[YOUR OBJECTIVE]: Please reproduce the material from the line with "Identify every instance of the green tree" up to and including the line with "x=390 y=113", swapping "green tree" for "leafy tree" and leaving all else unchanged. Return only those lines.

[ENTRIES]:
>>>>>

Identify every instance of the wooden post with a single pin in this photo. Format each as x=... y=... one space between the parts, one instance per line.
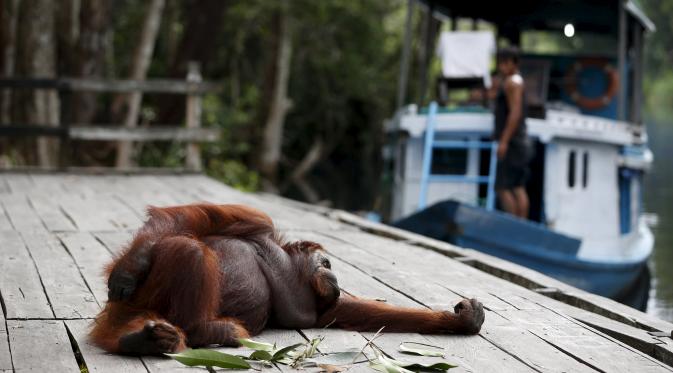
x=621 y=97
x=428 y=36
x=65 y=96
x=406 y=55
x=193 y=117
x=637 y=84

<<<<<
>>>>>

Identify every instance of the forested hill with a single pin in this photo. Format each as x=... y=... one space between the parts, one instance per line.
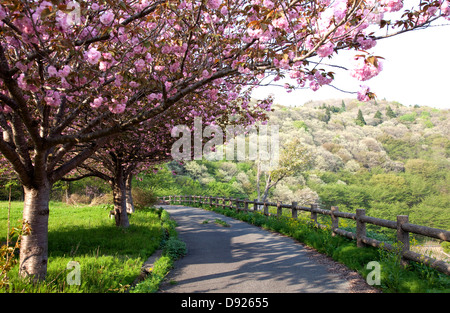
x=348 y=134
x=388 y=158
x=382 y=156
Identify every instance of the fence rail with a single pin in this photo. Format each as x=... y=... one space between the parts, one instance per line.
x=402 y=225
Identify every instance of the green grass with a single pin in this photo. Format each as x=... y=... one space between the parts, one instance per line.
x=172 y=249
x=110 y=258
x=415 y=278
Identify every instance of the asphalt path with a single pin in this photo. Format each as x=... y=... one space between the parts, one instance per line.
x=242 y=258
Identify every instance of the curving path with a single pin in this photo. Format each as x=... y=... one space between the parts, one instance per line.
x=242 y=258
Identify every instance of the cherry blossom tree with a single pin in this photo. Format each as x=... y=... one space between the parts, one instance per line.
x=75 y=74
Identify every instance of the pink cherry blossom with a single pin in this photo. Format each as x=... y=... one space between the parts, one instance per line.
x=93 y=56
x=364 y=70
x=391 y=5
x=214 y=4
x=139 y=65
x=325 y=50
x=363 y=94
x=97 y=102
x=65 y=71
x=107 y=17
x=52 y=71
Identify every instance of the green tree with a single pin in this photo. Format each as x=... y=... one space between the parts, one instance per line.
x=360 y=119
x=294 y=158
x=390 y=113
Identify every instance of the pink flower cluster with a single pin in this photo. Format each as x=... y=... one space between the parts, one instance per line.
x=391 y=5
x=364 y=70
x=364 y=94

<<<<<

[RESPONSE FOR THIS EXERCISE]:
Identify every instance of the leafy tree with a single pin in this photo. Format each as x=... y=... one space between the parts, one instance per line.
x=360 y=119
x=294 y=158
x=390 y=113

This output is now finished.